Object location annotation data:
----

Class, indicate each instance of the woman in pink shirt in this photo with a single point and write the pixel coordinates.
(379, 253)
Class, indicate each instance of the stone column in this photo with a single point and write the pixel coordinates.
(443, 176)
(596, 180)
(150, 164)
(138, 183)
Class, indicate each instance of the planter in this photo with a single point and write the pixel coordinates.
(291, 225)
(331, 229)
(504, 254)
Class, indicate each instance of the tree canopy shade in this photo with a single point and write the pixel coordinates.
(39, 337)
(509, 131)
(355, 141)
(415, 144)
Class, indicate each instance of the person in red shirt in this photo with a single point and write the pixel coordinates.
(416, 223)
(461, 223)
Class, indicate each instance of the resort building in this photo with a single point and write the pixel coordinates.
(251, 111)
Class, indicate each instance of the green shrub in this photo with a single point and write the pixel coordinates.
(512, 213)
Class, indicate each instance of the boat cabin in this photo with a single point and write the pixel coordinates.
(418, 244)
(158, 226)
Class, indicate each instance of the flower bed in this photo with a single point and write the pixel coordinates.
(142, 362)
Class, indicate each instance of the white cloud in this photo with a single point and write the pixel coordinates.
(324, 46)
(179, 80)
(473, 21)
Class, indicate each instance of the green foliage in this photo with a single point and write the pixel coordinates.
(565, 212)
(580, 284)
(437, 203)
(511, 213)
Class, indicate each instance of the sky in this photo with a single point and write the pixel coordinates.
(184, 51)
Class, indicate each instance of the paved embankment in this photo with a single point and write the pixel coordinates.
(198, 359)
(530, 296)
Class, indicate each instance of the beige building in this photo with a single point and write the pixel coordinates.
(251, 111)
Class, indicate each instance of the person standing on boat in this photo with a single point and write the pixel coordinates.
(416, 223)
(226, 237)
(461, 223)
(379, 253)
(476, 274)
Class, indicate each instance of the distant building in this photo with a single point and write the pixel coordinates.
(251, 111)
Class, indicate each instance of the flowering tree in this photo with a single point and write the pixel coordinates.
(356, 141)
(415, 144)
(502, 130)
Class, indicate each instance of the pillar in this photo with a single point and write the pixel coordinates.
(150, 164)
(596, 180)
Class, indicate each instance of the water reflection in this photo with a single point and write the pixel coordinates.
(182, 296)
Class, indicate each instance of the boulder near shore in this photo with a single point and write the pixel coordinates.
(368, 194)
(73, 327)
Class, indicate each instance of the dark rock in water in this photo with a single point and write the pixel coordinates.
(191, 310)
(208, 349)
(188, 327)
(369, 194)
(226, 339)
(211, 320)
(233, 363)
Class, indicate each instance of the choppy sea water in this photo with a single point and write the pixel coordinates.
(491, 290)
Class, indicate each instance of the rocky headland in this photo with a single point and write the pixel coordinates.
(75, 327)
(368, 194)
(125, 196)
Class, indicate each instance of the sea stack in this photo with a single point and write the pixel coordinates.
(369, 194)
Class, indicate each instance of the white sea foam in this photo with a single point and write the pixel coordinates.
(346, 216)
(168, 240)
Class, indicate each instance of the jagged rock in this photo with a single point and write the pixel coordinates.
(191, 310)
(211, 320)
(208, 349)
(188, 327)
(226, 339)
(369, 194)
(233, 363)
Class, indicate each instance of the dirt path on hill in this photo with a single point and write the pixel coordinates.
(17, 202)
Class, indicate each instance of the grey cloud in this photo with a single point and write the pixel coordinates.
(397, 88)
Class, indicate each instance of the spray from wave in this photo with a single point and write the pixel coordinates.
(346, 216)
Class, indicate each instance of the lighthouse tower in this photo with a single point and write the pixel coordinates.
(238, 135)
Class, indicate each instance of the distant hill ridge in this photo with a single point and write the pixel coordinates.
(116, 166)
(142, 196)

----

Put the stretch of items from the one containing "Class, indicate each instance of the water" through the end of the items into a two-column CSV with the headers item and answer, one row per item. Enclose each field in quotes and replace any line breaks inside a field with spaces.

__REPLY TO THE TASK__.
item,answer
"Class, indicate each instance of the water reflection in this photo with a single point and write the pixel coordinates.","(182, 296)"
"Class, indicate each instance of the boulder near shore in this photo with a single point and write the pixel coordinates.","(368, 194) (73, 327)"
"Class, indicate each instance of the dark rock in water in this photo with a single point and write the pixel coordinates.","(191, 310) (208, 349) (188, 327) (369, 194) (226, 339) (211, 320) (233, 363)"
"Class, indicate each instance of the choppy sea water in this photo with a single point and write the pixel coordinates.","(491, 290)"
"Class, indicate each instance of the rocky headland in this photo with a single point and write the pixel coordinates.","(75, 327) (368, 194) (125, 196)"
"Class, indicate each instance of the sea stack in this photo with a single point and write the pixel coordinates.","(369, 194)"
"Class, indicate each instance of the white sea foam in this photo with a single point and write the pixel coordinates.","(346, 216) (168, 240)"
"Class, indicate each instance of the jagged rock in this photo with a single point and write the pixel coordinates.","(191, 310) (211, 320) (208, 349) (188, 327) (226, 339) (369, 194) (233, 363)"
"Class, indicate each instance of the dirt path on hill in this photo with a single point and write the pixel coordinates.","(17, 202)"
"Class, indicate each instance of the grey cloud in this photo with a single point and write the pixel coordinates.","(397, 88)"
"Class, indicate each instance of the spray from wave in this photo with a single point and write the pixel coordinates.","(346, 216)"
"Class, indicate each instance of the lighthouse tower in this photo with a single point and write the pixel coordinates.","(238, 135)"
"Class, indicate each instance of the distant hill ridge in this photo with a single point and write the pixel coordinates.","(116, 166) (142, 196)"